“Deus resgatou minha alma doente e entorpecida de um destino literalmente pior que a morte.
Sem a sombria epifania que eu experimentei naquele bar, e aquilo a que ela me levou, só Deus sabe onde eu estaria agora.”
Olhando retrospectivamente para os meus 29 anos de médico, acho que o ano em que passei no hospital do câncer foi o mais difícil de todos.
Toda quarta-feira e fim de semana, sem falta, eu cobria a unidade de terapia intensiva por 24 horas, como médico residente intermediário.
Durante todo o tempo em que passei ali, não vi um único paciente sobreviver, embora não fosse por falta de tentativa. Nenhum sequer.
Todos tinham em comum o fato de a sua médula óssea ter sido suprimida pelas sessões de quimioterapia, o que tinha como consequência infecções generalizadas inevitavelmente fatais. UTI, ressuscitação completa com tubos, ventilação, terapia intravenosa, estimulantes cardíacos: era tudo em vão.
____________________
- [Objetivo do exercício]
Reescreva o relato começando em "Olhando retrospectivamente para" e terminando em "tentativa. Nenhum sequer.", trocando "hospital do câncer" por "hospital oncológico".
____________________
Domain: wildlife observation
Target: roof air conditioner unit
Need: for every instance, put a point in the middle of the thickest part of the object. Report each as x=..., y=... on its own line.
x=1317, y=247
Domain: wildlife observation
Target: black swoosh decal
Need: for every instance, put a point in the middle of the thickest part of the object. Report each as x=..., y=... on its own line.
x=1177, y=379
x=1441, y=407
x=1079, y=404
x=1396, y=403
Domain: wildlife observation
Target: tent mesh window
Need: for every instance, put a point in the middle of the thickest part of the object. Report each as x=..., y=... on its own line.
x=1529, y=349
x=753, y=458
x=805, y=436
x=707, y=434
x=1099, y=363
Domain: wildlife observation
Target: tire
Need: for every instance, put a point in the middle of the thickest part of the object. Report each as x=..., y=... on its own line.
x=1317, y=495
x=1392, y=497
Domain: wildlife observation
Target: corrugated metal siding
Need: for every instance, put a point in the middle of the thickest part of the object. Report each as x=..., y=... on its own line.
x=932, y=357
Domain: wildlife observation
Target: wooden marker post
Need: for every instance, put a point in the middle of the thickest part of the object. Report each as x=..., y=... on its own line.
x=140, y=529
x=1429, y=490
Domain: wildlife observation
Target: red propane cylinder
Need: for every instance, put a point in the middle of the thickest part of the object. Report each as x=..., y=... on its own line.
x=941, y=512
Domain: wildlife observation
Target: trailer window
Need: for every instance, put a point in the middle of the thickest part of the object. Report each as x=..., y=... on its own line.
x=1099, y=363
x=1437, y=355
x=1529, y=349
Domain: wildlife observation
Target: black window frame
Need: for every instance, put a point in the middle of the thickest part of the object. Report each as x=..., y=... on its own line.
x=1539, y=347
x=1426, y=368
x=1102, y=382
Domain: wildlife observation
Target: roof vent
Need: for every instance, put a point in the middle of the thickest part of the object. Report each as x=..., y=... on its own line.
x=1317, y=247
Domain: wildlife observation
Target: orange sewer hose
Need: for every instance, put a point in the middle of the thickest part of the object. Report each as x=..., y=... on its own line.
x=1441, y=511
____________________
- [Resolução do problema]
Olhando retrospectivamente para os meus 29 anos de médico, acho que o ano em que passei no hospital oncológico foi o mais difícil de todos.
Toda quarta-feira e fim de semana, sem falta, eu cobria a unidade de terapia intensiva por 24 horas, como médico residente intermediário.
Durante todo o tempo em que passei ali, não vi um único paciente sobreviver, embora não fosse por falta de tentativa. Nenhum sequer.